Dataset items:
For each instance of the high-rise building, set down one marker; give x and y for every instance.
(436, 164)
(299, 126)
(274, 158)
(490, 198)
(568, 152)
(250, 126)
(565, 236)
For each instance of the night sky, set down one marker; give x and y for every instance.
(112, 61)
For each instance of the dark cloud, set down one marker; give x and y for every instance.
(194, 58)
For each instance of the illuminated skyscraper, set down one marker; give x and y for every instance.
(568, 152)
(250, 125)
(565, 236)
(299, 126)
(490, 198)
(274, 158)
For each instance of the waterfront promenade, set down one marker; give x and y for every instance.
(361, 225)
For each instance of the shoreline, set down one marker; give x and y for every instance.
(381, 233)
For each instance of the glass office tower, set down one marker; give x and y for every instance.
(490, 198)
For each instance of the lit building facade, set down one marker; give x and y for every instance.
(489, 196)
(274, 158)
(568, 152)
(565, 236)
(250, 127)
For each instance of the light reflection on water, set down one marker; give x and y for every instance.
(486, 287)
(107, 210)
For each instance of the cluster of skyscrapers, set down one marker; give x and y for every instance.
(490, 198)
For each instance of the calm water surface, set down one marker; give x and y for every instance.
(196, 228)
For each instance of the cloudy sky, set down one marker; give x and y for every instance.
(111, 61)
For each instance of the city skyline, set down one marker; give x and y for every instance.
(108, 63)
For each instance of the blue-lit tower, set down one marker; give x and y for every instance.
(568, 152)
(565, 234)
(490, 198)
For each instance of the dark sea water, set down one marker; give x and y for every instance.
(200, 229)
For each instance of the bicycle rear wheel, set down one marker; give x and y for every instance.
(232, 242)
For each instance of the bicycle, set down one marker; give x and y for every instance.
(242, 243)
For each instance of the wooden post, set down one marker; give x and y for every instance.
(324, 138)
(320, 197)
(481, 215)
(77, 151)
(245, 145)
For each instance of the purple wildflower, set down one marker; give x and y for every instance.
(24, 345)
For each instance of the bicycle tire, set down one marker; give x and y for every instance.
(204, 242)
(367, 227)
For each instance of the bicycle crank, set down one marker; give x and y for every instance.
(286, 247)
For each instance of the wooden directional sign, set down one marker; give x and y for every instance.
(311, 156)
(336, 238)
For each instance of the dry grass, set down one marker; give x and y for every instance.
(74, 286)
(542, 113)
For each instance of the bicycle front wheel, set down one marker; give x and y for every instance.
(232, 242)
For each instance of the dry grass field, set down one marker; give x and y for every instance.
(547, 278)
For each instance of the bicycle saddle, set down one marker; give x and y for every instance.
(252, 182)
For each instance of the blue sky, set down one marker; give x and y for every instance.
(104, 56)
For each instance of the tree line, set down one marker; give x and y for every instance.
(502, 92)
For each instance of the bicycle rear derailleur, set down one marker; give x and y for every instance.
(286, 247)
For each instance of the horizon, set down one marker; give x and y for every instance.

▶ **What you have to do**
Put every line of the records above into a numbered list, skipping any blank lines.

▶ **The completed task**
1. For each instance of the high-rise building, set down one marker; give x and y for every instance.
2. (436, 164)
3. (299, 126)
4. (274, 158)
5. (490, 198)
6. (568, 152)
7. (250, 126)
8. (565, 236)
9. For each instance of the night sky, set down one marker; give x and y for every instance.
10. (112, 61)
11. For each instance of the dark cloud, set down one marker; give x and y for every instance.
12. (194, 58)
13. For each instance of the illuminated skyscraper, set down one marker; give x and y for every instance.
14. (568, 152)
15. (250, 125)
16. (565, 236)
17. (299, 126)
18. (490, 198)
19. (274, 158)
20. For each instance of the waterfront promenade, set down one marker; give x and y for every instance.
21. (361, 225)
22. For each instance of the shoreline, set down one marker; give x and y for every instance.
23. (381, 233)
24. For each instance of the glass office tower, set down one marker; give x and y for every instance.
25. (490, 198)
26. For each instance of the lit building facade, set down one marker; give x and y for every instance.
27. (489, 196)
28. (274, 158)
29. (568, 152)
30. (565, 236)
31. (250, 127)
32. For each instance of the light reflection on water, set down one marker; give x and y for every instance.
33. (486, 287)
34. (107, 210)
35. For each instance of the cluster of skyscrapers, set down one marker; give x and y for every instance.
36. (490, 198)
37. For each instance of the calm water surface, set down one marker; give x and y for every instance.
38. (196, 228)
39. For each instance of the cloudy sky, set down one marker; give x and y for every instance.
40. (111, 61)
41. For each instance of the city skyline, set down one marker; give x and y for every instance.
42. (108, 63)
43. For each instance of the blue-lit tower, set down one marker; give x and y for every instance.
44. (568, 152)
45. (565, 234)
46. (490, 198)
47. For each instance of the dark sea water, set down one marker; give x and y for every instance.
48. (200, 229)
49. For each instance of the bicycle rear wheel, set down one marker; give x and y for every instance.
50. (232, 242)
51. For each instance of the bicycle, set down one marker; give x and y for every instance.
52. (242, 243)
53. For each instance of the wooden post, set down one marker; give x and y for every instance.
54. (324, 138)
55. (320, 197)
56. (481, 215)
57. (77, 151)
58. (245, 145)
59. For each instance of the purple wildflower, set down one marker; give x and y for every instance.
60. (24, 345)
61. For each instance of the bicycle tire, set down one marker; give x and y for every instance.
62. (204, 242)
63. (367, 227)
64. For each instance of the bicycle crank, set down one marker; give x and y for every instance.
65. (286, 247)
66. For each instance of the wooden directional sign, set down one marker; give x and y for every instance.
67. (311, 156)
68. (336, 238)
69. For each instance of the dry grass, set down one marker; give x and y for every instance.
70. (74, 286)
71. (542, 113)
72. For each instance of the bicycle front wheel, set down one marker; give x and y for every instance.
73. (232, 242)
74. For each instance of the dry grass field, set down one marker; give x and y for every instance.
75. (547, 278)
76. For each instance of the bicycle saddle, set down one marker; give x and y for every instance.
77. (252, 182)
78. For each instance of the blue sky, set down one marker; give x and y for every instance.
79. (104, 56)
80. For each instance of the tree line, set down one marker; give x and y for every instance.
81. (502, 92)
82. For each instance of the bicycle rear derailleur, set down one marker; give x and y for every instance.
83. (286, 247)
84. For each instance of the horizon, set down one marker; give x and y for every instance.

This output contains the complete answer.